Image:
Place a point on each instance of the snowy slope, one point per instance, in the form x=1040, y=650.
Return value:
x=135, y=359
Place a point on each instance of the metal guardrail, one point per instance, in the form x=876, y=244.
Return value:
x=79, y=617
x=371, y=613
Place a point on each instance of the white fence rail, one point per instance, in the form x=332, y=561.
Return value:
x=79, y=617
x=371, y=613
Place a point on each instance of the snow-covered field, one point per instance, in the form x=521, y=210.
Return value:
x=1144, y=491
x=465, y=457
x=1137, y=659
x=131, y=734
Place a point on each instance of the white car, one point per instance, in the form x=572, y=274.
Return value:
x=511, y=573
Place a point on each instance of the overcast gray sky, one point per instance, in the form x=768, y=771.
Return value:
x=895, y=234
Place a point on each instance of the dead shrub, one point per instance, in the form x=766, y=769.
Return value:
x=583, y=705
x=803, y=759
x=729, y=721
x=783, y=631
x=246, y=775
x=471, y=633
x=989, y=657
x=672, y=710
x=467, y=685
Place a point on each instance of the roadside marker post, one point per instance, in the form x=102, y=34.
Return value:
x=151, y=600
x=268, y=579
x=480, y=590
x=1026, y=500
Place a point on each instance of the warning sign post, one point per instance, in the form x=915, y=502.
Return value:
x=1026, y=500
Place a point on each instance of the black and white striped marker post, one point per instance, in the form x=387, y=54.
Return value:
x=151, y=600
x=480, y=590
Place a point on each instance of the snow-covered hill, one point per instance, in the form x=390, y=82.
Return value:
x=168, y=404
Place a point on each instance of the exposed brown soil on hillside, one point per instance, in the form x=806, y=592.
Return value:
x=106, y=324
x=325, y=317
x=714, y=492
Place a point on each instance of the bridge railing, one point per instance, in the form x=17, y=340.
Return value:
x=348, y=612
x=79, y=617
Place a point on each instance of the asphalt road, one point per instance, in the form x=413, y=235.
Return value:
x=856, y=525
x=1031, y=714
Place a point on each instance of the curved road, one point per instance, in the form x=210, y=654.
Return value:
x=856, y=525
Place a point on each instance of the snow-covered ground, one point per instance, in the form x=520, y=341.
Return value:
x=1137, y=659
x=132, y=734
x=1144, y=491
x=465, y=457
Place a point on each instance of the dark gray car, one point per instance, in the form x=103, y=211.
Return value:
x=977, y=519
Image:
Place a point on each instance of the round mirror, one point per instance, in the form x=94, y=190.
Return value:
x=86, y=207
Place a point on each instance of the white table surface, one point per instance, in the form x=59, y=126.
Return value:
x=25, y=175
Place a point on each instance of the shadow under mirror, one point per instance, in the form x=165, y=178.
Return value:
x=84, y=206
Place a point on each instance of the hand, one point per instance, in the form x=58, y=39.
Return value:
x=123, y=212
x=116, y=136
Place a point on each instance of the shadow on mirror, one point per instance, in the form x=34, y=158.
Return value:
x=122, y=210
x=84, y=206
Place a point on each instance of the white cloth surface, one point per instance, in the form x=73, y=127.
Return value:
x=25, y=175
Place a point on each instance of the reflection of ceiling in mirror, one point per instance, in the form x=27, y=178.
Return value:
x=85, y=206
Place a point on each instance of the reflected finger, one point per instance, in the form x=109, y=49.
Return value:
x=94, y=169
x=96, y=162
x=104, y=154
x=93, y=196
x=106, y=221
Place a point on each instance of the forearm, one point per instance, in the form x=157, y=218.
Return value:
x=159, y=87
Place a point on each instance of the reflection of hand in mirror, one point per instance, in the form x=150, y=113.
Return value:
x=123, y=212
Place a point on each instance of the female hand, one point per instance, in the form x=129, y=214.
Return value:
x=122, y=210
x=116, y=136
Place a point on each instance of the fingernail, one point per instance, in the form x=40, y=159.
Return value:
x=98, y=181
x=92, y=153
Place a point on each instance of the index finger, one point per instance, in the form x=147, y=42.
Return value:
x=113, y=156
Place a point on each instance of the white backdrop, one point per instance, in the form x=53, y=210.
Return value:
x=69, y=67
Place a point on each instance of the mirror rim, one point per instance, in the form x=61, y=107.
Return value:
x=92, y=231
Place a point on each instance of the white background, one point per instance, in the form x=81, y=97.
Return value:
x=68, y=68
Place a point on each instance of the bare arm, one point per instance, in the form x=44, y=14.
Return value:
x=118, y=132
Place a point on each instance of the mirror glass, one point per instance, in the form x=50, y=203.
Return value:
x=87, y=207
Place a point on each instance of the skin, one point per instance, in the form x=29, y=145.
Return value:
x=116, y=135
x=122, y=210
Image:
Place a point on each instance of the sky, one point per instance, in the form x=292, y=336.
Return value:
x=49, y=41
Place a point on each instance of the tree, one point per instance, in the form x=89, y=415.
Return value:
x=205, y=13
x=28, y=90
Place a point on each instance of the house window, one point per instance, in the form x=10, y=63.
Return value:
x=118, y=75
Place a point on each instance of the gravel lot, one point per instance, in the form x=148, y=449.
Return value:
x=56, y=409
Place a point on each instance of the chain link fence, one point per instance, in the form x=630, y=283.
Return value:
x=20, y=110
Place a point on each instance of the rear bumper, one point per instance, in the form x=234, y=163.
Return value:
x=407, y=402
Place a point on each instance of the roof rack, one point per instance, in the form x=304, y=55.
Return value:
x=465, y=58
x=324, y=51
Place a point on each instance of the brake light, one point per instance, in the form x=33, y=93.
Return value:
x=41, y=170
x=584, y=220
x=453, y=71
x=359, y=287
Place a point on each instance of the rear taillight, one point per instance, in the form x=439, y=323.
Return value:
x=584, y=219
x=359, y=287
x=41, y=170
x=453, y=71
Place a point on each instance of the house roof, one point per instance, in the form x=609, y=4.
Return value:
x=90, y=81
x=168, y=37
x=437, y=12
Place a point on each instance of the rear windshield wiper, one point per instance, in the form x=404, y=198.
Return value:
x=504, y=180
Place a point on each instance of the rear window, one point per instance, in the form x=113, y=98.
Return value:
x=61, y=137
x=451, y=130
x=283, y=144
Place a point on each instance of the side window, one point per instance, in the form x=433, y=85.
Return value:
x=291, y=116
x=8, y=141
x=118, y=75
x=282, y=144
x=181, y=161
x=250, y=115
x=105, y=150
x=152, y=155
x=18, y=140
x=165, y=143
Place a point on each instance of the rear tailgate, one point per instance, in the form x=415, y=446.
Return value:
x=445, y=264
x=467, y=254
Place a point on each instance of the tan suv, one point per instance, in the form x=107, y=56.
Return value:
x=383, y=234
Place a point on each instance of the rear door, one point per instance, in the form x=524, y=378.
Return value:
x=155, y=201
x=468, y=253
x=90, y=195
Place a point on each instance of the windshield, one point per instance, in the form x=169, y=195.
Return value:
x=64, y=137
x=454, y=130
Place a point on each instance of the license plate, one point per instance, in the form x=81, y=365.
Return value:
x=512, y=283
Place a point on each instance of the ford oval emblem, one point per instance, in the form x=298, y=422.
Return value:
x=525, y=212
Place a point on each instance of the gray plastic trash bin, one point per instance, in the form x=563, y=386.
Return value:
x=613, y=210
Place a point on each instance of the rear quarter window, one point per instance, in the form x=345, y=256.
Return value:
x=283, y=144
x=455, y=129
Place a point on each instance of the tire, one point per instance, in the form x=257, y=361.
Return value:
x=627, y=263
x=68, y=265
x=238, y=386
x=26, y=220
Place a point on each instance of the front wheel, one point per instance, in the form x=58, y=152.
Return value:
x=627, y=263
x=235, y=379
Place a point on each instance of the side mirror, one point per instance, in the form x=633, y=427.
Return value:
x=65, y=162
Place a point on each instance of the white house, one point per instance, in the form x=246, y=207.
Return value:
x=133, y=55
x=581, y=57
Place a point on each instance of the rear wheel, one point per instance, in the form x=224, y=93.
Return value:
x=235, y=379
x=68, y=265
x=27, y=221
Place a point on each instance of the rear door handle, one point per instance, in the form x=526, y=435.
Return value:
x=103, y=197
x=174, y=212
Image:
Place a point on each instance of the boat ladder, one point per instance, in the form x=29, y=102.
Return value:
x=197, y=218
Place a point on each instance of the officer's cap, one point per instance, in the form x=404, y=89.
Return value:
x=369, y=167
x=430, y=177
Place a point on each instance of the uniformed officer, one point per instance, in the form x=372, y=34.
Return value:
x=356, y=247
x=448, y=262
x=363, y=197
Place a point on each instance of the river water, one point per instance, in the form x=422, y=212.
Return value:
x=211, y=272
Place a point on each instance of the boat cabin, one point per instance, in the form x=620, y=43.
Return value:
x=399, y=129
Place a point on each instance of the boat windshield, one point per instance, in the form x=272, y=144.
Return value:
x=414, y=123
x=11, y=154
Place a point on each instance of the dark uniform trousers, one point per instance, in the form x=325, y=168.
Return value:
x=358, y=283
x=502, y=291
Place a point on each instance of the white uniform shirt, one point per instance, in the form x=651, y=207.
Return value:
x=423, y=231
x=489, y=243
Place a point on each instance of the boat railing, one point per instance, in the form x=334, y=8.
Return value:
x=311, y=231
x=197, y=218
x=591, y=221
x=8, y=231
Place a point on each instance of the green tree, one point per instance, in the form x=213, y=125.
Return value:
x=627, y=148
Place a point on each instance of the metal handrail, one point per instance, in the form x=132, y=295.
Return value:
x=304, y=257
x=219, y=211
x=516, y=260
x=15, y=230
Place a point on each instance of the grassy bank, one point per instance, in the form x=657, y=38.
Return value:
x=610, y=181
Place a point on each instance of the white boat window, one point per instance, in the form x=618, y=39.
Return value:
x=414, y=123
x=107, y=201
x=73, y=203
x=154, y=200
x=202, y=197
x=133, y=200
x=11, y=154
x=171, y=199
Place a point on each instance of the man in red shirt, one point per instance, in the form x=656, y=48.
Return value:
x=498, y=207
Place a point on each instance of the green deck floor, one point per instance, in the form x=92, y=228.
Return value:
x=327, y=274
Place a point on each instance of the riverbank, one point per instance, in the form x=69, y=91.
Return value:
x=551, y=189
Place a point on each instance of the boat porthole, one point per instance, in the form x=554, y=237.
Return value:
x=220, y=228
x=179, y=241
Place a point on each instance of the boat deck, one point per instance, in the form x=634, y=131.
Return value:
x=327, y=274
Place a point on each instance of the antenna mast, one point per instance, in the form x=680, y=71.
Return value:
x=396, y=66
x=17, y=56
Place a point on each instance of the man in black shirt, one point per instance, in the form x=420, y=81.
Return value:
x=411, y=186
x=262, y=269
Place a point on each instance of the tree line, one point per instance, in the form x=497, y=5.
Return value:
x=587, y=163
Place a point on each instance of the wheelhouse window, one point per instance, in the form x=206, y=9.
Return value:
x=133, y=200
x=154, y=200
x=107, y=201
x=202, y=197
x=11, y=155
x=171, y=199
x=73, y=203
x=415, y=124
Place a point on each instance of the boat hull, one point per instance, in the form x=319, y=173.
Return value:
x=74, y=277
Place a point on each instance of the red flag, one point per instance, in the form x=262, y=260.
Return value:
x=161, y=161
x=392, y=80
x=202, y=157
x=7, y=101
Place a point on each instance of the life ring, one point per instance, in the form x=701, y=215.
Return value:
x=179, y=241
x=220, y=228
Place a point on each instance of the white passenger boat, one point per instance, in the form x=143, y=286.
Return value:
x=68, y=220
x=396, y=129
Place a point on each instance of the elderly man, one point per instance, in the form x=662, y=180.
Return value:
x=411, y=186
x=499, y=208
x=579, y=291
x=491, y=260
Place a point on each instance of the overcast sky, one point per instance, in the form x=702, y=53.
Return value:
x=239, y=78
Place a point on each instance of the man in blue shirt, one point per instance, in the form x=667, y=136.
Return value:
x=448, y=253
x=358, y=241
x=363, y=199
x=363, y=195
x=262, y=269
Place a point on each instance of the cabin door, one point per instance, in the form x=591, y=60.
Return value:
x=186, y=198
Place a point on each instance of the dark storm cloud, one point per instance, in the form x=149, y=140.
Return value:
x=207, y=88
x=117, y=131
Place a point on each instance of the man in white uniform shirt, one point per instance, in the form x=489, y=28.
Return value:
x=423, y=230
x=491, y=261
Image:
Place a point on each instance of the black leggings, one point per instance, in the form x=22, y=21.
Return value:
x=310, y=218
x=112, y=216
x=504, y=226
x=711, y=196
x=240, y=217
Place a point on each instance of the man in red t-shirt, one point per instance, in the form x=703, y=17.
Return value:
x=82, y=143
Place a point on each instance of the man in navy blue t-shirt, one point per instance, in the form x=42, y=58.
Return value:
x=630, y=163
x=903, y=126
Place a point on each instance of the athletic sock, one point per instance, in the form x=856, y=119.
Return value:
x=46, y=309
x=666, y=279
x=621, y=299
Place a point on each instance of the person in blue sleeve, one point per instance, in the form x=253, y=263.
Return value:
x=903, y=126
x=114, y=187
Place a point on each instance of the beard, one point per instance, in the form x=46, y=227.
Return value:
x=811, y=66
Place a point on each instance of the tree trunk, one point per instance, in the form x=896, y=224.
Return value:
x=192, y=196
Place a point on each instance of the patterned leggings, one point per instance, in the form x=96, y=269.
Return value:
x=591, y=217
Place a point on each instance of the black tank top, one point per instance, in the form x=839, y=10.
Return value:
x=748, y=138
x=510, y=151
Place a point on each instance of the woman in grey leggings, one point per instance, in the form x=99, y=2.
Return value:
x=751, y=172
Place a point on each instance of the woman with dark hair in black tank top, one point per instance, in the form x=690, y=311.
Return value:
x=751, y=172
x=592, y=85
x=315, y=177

########################################

■ **Exercise prompt**
From the entries above, work out how many lines include "surface"; the number is the only answer wanted.

■ **Exercise response**
2